§ EXTRAIT DU TEXTE:
◆ ◆ ◆ ◆ ◆
1. M. A..., qui indique être né le 1er janvier 1970 en Gambie, pays dont il revendique la nationalité, a fait l'objet d'un arrêté du 25 juin 2019 par lequel le préfet de police lui a fait obligation de quitter le territoire français sans délai et a fixé le pays à destination duquel il serait reconduit. Par un arrêté du même jour, le préfet de police a prononcé à son encontre une interdiction de retour sur le territoire français d'une durée de douze mois. Par un jugement n° 1913675/8 du 1er juillet 2019, dont le préfet de police relève appel, le Tribunal administratif de Paris a annulé ces arrêtés.
◆ ◆ ◆ ◆ ◆
§ OBJECTIF:
Répondez à ces questions d'après l'extrait :
1. Quelle date de naissance M. A... indique-t-il ?
2. Quelle est la durée de l'interdiction de retour prononcée contre lui ?
3. Quelle juridiction a annulé les arrêtés ?
Les données n'ont aucun lien avec l'extrait.

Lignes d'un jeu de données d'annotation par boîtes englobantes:
◆ ◆ ◆ ◆ ◆
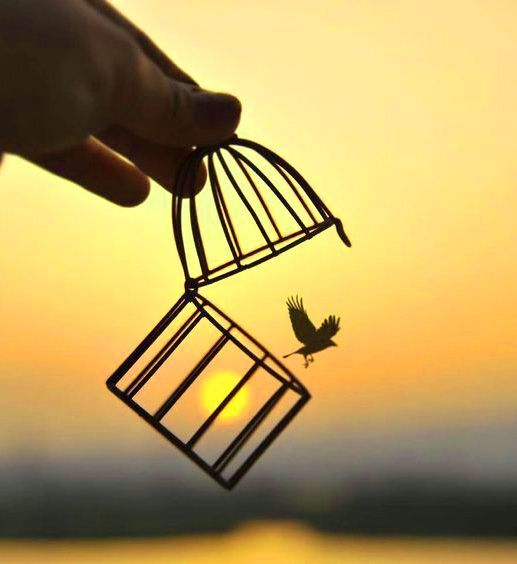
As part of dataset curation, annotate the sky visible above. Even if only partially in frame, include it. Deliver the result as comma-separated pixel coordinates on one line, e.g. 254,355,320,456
0,0,517,484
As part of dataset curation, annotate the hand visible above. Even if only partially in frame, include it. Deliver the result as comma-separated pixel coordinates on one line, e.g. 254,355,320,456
0,0,241,206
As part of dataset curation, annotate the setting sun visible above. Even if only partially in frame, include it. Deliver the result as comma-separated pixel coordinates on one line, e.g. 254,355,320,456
200,371,250,422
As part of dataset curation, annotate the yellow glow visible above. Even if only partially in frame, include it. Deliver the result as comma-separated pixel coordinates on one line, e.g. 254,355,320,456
199,371,250,422
0,0,517,453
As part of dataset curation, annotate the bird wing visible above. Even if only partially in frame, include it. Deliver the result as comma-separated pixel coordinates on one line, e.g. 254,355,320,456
318,315,340,341
287,296,316,345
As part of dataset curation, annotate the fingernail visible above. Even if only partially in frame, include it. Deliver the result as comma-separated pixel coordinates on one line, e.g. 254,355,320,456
195,92,241,127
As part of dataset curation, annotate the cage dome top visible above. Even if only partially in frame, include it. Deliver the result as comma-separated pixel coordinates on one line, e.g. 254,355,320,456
172,136,351,289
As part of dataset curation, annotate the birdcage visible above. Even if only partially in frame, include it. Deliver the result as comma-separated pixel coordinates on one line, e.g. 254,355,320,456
172,137,350,288
104,294,310,489
107,137,350,489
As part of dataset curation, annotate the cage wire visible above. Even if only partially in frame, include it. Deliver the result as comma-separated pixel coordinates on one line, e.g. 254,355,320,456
107,136,351,489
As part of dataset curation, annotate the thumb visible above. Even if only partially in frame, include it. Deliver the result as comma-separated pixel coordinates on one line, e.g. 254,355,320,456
113,47,241,147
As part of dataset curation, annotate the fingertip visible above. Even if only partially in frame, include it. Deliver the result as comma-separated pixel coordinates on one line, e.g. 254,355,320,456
194,91,242,140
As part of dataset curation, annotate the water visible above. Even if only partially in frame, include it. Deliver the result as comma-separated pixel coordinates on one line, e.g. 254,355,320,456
0,522,517,564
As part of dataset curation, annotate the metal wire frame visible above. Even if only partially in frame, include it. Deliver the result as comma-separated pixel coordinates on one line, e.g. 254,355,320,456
172,136,351,289
106,291,311,490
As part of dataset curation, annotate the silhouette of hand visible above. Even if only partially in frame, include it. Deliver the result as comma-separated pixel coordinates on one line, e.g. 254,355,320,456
0,0,241,206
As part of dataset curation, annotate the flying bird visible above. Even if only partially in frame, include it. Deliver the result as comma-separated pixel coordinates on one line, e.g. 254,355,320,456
284,296,340,368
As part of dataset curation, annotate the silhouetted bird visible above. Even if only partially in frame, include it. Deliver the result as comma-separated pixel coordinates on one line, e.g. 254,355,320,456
284,296,340,368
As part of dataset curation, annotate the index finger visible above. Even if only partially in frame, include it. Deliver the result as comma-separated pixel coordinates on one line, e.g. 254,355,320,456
85,0,197,86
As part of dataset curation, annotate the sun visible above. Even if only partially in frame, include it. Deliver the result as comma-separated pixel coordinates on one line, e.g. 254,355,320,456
199,370,250,423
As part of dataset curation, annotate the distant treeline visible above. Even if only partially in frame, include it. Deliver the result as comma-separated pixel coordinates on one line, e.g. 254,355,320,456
0,481,517,538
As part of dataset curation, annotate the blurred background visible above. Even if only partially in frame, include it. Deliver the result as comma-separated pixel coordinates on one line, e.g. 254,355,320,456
0,0,517,562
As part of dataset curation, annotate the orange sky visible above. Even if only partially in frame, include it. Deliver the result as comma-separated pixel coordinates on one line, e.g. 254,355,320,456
0,0,517,458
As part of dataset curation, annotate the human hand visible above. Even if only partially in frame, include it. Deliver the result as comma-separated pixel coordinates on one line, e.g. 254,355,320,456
0,0,241,206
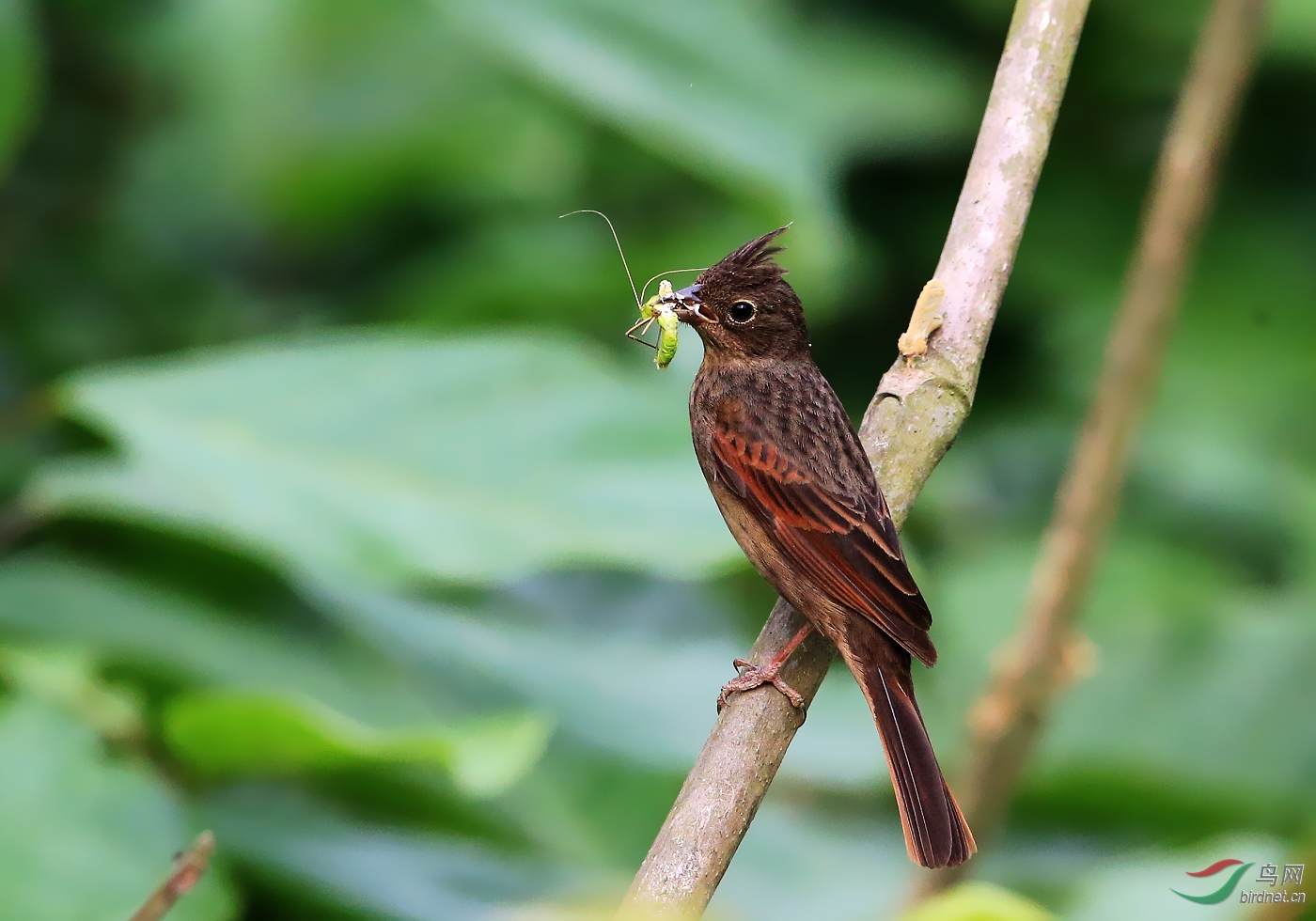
◆ ◆ ◆ ◆ ◆
§ RÉPONSE AU PROBLÈME:
1. Le 1er janvier 1970.
2. Douze mois.
3. Le Tribunal administratif de Paris.